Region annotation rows
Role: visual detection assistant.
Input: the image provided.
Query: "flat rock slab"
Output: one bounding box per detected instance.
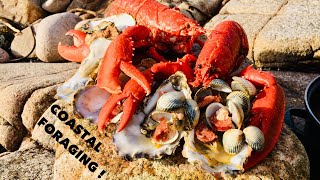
[212,0,320,71]
[0,63,78,151]
[204,14,271,61]
[33,101,309,179]
[0,148,54,180]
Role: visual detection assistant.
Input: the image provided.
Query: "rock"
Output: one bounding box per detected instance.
[0,148,54,180]
[0,0,47,24]
[0,63,78,151]
[254,14,320,70]
[204,14,271,62]
[21,85,58,132]
[37,100,309,179]
[67,0,110,12]
[0,48,10,63]
[157,0,222,24]
[219,0,287,15]
[18,137,40,151]
[11,26,36,58]
[41,0,71,13]
[36,13,81,62]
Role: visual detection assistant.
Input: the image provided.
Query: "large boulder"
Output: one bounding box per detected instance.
[0,148,54,180]
[36,13,81,62]
[41,0,71,13]
[0,63,78,151]
[0,0,47,24]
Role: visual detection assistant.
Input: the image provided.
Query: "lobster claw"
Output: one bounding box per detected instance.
[58,29,90,62]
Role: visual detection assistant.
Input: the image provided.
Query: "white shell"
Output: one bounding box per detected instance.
[74,86,110,123]
[243,126,265,151]
[206,103,229,128]
[113,113,183,159]
[56,38,111,104]
[222,129,244,154]
[75,13,136,31]
[182,130,252,173]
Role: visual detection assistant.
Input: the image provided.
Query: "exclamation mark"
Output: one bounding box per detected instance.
[98,170,106,178]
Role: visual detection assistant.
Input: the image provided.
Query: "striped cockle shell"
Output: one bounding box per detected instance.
[243,126,265,151]
[156,91,186,111]
[231,76,257,97]
[222,129,244,154]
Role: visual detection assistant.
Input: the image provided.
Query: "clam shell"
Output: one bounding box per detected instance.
[156,91,186,111]
[184,99,200,130]
[243,126,265,151]
[222,129,244,154]
[74,86,110,123]
[231,76,257,97]
[205,103,228,128]
[209,79,232,93]
[227,91,251,114]
[227,101,244,129]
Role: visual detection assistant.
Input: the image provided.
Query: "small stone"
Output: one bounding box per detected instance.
[41,0,71,13]
[36,13,81,62]
[11,26,36,58]
[0,48,10,63]
[0,0,47,24]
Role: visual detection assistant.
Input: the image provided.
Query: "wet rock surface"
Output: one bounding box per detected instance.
[0,148,54,179]
[36,13,81,62]
[0,63,78,151]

## [EXERCISE DESCRIPTION]
Quote every one of these rows word for word, leaving out the picture.

## [SOLUTION]
Role: visual detection assistant.
Input: the image provided.
Query: "flat rock slab"
Output: one bounding box per detected instance.
[212,0,320,71]
[0,63,78,151]
[204,14,271,61]
[33,101,309,179]
[0,148,54,180]
Role: visual detection assistant.
Input: the image provided.
Query: "rock"
Output: one bounding box per detected instance.
[0,148,54,180]
[0,0,47,24]
[0,63,78,151]
[254,14,320,70]
[204,14,271,62]
[21,85,58,132]
[37,100,309,179]
[67,0,110,12]
[0,48,10,63]
[157,0,222,24]
[219,0,287,15]
[18,137,40,151]
[11,26,36,58]
[41,0,71,13]
[36,13,81,62]
Role: visual detection assistant.
Input: the image provided.
Query: "large boulder"
Output: one bounding box per detected instance.
[0,148,54,180]
[36,13,81,62]
[41,0,71,13]
[0,63,78,151]
[0,0,47,24]
Role: visual detection assistant.
Input: the image provided.
Query: "lobster claw"
Output: one bounding box per detected instance.
[58,29,90,62]
Role: visual detection assistant.
Input: the image provided.
Query: "white shell"
Output: one bounding box per detected instance.
[74,86,110,123]
[243,126,265,151]
[206,103,229,128]
[113,113,183,159]
[56,38,111,104]
[222,129,244,154]
[75,13,136,31]
[182,130,252,173]
Role: visual detection assistant.
Input: the image provided.
Query: "exclamation mark"
Output: one bounding box per detected instance.
[98,170,106,178]
Role: visual detection assistant.
Input: the image provided.
Query: "striped cockle shell"
Output: one bounding box per detected instance.
[243,126,265,151]
[156,91,186,111]
[231,76,257,97]
[222,129,244,154]
Role: visual detection assistant.
Input: the image provided.
Query: "clam shell"
Output: one bounding box per detected instance.
[156,91,186,111]
[184,99,200,130]
[243,126,265,151]
[222,129,244,154]
[74,86,110,123]
[231,76,257,97]
[205,103,228,128]
[209,79,232,93]
[227,91,251,114]
[227,101,244,129]
Role: visual detection assistant.
Input: the image provided.
Query: "small stone"
Output: one bounding box per detected instance.
[41,0,71,13]
[36,13,81,62]
[11,26,36,58]
[0,48,10,63]
[0,0,47,24]
Role: visual detection assistant.
Input: the image provided.
Query: "wet rock surface"
Output: one bounding box per detected instance.
[0,148,54,179]
[36,13,81,62]
[0,63,78,151]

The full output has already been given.